===== AVAILABLE DATA

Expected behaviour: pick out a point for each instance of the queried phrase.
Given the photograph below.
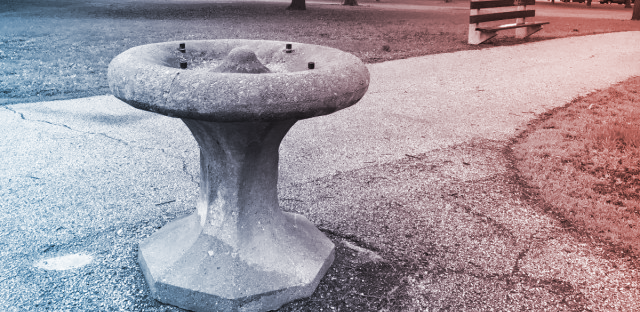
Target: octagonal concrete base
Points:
(187, 268)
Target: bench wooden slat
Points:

==========

# WORK REQUEST:
Copy every line of the data exactly as written, excluding the pictures.

# THE COMPLETED TASK:
Expected behaviour: pick out a point for each instance of the queried phrase.
Given the photograph below.
Target: octagonal concrete base
Points:
(187, 268)
Target: bench wooden slat
Points:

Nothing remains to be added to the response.